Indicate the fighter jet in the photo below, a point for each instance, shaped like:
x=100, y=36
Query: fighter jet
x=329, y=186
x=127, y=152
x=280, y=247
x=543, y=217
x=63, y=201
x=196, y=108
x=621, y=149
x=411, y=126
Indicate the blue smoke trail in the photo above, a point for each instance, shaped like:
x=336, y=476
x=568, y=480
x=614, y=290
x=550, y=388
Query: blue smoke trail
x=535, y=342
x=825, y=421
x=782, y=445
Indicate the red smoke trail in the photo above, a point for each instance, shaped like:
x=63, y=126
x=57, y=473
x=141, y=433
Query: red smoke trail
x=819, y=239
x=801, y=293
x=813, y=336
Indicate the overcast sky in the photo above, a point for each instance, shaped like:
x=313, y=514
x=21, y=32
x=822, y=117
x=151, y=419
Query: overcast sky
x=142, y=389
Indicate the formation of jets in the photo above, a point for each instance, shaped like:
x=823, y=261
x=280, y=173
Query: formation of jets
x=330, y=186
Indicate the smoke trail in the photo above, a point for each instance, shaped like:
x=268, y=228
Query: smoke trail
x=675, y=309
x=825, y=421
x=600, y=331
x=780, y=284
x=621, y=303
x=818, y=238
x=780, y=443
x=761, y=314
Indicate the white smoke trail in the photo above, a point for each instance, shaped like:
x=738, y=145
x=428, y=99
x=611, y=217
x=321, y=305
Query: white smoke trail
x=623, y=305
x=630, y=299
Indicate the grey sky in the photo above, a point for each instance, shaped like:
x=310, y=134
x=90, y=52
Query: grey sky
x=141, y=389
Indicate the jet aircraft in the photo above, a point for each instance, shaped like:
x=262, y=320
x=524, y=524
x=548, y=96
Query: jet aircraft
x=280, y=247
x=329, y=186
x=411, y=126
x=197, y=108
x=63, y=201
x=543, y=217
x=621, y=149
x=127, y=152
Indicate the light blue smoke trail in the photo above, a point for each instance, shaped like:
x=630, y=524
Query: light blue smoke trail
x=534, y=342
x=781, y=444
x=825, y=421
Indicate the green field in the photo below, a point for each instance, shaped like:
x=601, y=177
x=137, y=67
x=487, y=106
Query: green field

□ □ □ □

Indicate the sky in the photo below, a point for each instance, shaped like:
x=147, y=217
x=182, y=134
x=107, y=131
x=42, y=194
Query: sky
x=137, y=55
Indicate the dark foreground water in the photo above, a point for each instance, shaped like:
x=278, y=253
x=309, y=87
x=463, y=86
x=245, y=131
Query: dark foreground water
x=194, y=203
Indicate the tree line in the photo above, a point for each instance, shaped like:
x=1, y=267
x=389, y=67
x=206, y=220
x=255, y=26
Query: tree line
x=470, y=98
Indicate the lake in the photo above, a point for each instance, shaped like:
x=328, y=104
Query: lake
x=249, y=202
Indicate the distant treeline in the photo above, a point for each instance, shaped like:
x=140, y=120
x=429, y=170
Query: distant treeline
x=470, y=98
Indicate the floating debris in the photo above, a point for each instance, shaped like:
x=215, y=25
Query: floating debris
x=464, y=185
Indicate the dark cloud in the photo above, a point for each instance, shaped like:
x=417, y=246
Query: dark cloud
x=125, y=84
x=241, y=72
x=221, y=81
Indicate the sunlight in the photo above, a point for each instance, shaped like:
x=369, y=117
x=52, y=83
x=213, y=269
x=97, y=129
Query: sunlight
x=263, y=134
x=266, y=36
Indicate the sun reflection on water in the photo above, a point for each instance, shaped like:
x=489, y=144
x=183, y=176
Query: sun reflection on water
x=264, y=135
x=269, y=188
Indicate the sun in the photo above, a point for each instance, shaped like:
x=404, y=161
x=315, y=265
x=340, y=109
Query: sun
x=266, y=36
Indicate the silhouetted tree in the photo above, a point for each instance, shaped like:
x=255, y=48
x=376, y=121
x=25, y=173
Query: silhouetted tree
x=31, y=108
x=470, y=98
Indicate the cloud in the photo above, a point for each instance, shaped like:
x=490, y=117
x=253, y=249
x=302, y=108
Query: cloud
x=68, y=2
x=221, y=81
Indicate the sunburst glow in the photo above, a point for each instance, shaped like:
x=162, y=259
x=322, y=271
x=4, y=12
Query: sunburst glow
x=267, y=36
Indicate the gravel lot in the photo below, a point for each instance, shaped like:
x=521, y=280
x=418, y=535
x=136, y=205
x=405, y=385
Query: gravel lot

□ □ □ □

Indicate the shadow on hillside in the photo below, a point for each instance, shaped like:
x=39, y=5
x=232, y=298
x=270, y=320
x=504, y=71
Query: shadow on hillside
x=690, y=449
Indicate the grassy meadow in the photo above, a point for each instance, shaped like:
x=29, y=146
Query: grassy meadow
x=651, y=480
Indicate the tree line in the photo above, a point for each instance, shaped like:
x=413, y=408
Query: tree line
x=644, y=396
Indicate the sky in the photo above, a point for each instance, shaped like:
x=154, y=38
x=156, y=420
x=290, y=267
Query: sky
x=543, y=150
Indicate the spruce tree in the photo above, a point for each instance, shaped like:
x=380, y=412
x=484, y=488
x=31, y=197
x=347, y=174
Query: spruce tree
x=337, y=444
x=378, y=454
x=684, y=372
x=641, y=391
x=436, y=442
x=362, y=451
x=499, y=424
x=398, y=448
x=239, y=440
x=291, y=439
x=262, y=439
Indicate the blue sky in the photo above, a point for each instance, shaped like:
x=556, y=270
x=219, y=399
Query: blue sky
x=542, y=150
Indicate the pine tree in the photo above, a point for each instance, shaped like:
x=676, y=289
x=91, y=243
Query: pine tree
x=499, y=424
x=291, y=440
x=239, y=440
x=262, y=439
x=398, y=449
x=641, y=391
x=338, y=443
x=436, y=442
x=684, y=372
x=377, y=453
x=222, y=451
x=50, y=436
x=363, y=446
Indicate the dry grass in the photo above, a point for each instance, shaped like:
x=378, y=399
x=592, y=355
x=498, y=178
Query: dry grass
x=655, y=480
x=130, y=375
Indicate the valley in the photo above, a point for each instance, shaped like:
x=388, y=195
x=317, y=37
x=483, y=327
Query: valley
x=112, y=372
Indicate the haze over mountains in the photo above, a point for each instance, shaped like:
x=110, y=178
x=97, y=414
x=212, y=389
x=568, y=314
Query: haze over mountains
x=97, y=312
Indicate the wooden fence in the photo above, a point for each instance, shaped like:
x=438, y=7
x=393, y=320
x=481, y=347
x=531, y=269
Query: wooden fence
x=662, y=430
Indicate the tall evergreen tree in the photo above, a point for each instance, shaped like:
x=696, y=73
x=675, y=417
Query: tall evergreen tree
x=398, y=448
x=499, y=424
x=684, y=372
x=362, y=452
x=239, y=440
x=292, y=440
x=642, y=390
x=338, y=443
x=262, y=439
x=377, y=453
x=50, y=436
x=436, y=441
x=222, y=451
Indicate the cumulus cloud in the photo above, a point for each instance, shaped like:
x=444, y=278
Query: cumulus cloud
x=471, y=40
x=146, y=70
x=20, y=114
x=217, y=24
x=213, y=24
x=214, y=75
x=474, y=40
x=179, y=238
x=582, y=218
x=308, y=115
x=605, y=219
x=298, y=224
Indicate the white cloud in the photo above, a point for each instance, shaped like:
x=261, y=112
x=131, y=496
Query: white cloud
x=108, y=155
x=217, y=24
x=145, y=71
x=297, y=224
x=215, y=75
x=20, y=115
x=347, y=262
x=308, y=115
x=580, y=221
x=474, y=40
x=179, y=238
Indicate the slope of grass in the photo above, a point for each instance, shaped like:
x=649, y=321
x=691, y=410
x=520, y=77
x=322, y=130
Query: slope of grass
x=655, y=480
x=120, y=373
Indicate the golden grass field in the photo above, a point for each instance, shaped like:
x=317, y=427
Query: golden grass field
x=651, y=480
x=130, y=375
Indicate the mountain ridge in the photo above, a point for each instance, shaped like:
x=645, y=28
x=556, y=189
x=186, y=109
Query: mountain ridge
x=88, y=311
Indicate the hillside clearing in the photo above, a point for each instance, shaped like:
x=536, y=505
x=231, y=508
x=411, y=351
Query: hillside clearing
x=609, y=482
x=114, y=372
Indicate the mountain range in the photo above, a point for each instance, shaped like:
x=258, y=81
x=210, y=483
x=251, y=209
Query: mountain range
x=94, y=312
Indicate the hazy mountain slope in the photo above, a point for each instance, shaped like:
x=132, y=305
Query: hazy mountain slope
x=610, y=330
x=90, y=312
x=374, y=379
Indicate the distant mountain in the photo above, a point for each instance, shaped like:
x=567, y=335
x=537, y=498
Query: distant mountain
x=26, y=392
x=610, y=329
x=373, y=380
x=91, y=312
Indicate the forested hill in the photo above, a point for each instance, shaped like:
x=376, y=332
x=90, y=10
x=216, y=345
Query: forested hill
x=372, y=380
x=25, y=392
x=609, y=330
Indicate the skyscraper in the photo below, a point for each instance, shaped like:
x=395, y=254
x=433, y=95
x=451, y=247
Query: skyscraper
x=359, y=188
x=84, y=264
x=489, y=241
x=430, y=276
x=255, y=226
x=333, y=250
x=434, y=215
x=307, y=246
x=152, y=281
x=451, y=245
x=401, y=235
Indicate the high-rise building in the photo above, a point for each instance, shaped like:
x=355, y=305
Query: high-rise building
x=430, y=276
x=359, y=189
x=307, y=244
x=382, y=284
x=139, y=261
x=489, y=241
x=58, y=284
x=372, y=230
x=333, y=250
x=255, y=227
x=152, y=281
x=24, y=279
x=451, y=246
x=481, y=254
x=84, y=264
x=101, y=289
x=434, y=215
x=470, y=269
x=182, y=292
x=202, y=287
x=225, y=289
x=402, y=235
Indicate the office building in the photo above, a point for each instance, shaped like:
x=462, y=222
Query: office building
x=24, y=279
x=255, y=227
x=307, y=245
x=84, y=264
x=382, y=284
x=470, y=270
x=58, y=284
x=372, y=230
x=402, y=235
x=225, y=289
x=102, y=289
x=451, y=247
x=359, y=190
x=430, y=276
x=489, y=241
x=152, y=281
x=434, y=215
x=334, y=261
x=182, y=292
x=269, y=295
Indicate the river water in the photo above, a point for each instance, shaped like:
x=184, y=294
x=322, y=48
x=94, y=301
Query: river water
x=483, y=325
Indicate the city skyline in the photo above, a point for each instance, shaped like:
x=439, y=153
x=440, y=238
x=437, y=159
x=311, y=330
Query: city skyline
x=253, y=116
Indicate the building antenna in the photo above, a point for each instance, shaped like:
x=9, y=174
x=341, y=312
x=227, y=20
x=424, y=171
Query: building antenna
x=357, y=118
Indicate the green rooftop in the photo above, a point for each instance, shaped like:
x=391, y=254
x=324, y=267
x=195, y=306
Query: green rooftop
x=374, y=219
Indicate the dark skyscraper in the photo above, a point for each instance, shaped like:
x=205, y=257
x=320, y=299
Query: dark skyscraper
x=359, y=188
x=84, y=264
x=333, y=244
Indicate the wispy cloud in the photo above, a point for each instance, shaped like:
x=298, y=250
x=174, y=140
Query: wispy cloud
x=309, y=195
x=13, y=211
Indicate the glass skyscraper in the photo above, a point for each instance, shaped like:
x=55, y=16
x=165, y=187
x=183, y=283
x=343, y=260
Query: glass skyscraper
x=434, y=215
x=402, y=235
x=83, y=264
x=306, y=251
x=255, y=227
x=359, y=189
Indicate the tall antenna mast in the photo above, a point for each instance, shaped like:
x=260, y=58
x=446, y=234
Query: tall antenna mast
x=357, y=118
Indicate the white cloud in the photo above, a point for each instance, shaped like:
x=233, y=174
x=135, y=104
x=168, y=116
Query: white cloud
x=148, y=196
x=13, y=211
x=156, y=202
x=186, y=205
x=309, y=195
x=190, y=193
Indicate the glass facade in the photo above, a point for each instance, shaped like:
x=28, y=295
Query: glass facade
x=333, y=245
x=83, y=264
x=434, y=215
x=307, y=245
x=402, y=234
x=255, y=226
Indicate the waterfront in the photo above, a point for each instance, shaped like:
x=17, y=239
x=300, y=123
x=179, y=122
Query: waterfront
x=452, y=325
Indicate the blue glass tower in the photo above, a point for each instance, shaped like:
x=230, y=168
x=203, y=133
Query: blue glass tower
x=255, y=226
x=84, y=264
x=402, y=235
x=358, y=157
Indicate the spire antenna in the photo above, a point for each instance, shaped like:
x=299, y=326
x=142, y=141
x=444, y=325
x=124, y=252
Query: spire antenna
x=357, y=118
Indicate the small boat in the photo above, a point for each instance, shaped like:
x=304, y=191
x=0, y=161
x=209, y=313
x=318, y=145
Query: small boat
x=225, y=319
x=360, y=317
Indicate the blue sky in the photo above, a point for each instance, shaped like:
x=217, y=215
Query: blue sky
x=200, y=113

□ □ □ □

● **Short exercise**:
Revise the material from the line with "Indicate the blue glass" through the line with "x=200, y=113", both included, replacing every "small boat" with "sailboat" and leaving all else unchanged. Return only those lines.

● **Task answer**:
Indicate the blue glass tower in the photo above, a point for each instance, shaped like:
x=230, y=168
x=203, y=133
Query: blue glass tower
x=255, y=226
x=84, y=264
x=402, y=235
x=358, y=157
Indicate the spire antenna in the photo above, a point for each instance, shaped like:
x=299, y=326
x=142, y=141
x=444, y=325
x=124, y=252
Query: spire antenna
x=357, y=118
Indicate the sailboat in the photo above, a point for each instance, shaped like:
x=304, y=191
x=0, y=161
x=209, y=313
x=318, y=145
Query: sailboat
x=225, y=319
x=360, y=317
Indicate the blue sky in the photo above, a point for each instance, shaped like:
x=217, y=215
Query: blue sky
x=200, y=113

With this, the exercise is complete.